(TEXT BLOCK)

What Gorsuch’s Supreme Court confirmation means for employers
The Senate on Friday confirmed President Donald Trump’s nomination of Neil Gorsuch to the Supreme Court — a move, benefits experts say, that will likely be good for employers.
Based on his previous track record, experts predict that Gorsuch will generally side with the four other conservative judges who most often favor a pro-business approach. But they also recognize that, because benefits issues are very nuanced, it is near impossible to predict how particular judges will rule in specific cases in spite of their perceived personal biases.
Ryan Mick, a partner in the international law firm Dorsey & Whitnet, said recently that employers who wanted a new Supreme Court justice in the mold of late-Justice Antonin Scalia “should be very pleased.”
“Gorsuch’s published opinions on employment-related issues tend to favor employers, with many of those decisions granting employers summary judgment,” he says.
Gorsuch is currently a judge on the Denver-based 10th U.S. Circuit Court of Appeals. In 2013, he joined a majority ruling that said owners of private companies can object on religious grounds to a provision of the Affordable Care Act requiring employers to provide birth control coverage for women.
“His record shows a tendency toward narrow opinions, which, along with his overall judicial conservatism, suggests that he is unlikely to readily expand burdens on employers through court rulings,” Mick says.
James McElligott, an ERISA lawyer and a partner at McGuireWoods in Richmond, Virginia, agrees that the addition of Justice Gorsuch to the Court means the majority will continue to be more pro-business and pro-employer in regard to health and retirement issues. But, he says, “it’s not crystal clear. You have to look at each situation on a case-by-case basis.”
He cites several benefits issues that have either been accepted by the Court already or may come before it in the near future, and considers how the treatment of these issues by the re-constituted Court could impact employers.
ERISA is a federal law governing benefits plans. The goal of the statute is to protect employers from having to administer and comply with rules on a state-by-state basis. Nevertheless, jurisdictions such as California and Illinois have passed statutes governing pension plans at the state level. There are no ERISA presumption cases before the court currently, but McElligott believes some of these cases will reach the court in a year or two.
While uniform national benefit laws are generally viewed as pro-employer, that doesn’t mean they are always supported by conservatives. “Gorsuch has taken a fairly limited view of the presumption, and in several cases he has rejected the ERISA presumption and ruled in favor of state laws,” McElligott says. “Judge Thomas has similar opinions.”
Perry Braun, executive director of the Benefit Advisors Network, agrees. “If Gorsuch is aligned to Scalia’s way of thinking,” he says, “we can assume that he would look to preserve individual and state’s rights over perceived federal government overreach.”

(End TEXT BLOCK)

> _EXERCISE INSTRUCTIONS_:
A: Summarize the Gorsuch article in two sentences.
B: Duplicate the passage of the Gorsuch article starting at "He cites several" and ending at "could impact employers.".
Rely only on the Gorsuch article to complete what comes next.

(INPUT DATA)

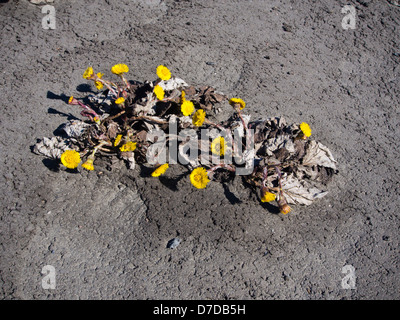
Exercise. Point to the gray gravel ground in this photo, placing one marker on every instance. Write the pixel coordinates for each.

(End INPUT DATA)
(INPUT DATA)

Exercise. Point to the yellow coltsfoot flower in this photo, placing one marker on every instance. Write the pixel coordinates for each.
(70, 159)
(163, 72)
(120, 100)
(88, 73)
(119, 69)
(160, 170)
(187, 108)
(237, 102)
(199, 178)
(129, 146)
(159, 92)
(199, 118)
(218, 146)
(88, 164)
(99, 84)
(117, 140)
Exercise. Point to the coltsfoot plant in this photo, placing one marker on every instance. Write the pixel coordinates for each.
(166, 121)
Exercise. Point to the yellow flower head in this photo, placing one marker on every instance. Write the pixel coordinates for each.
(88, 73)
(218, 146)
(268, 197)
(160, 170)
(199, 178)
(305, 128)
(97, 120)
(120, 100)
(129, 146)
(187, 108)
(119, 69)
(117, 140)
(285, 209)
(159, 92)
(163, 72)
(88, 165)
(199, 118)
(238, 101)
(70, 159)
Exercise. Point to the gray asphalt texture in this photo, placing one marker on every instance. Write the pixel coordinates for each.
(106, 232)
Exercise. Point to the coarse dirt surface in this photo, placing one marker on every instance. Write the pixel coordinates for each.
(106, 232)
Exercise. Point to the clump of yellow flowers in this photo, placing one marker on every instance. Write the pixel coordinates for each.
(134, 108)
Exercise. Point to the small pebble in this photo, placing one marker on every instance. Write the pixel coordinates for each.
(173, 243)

(End INPUT DATA)
(INPUT DATA)

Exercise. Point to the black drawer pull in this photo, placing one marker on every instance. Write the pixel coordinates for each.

(End INPUT DATA)

> _ANSWERS FOR EACH ITEM_:
A: The Senate confirmed Neil Gorsuch to the Supreme Court, and benefits experts say the move will likely be good for employers because his record suggests he will generally side with the Court's pro-business conservative judges. Still, they note that benefits issues are so nuanced that specific rulings are hard to predict, and one lawyer points out that Gorsuch has at times ruled in favor of state laws.

B:
He cites several benefits issues that have either been accepted by the Court already or may come before it in the near future, and considers how the treatment of these issues by the re-constituted Court could impact employers.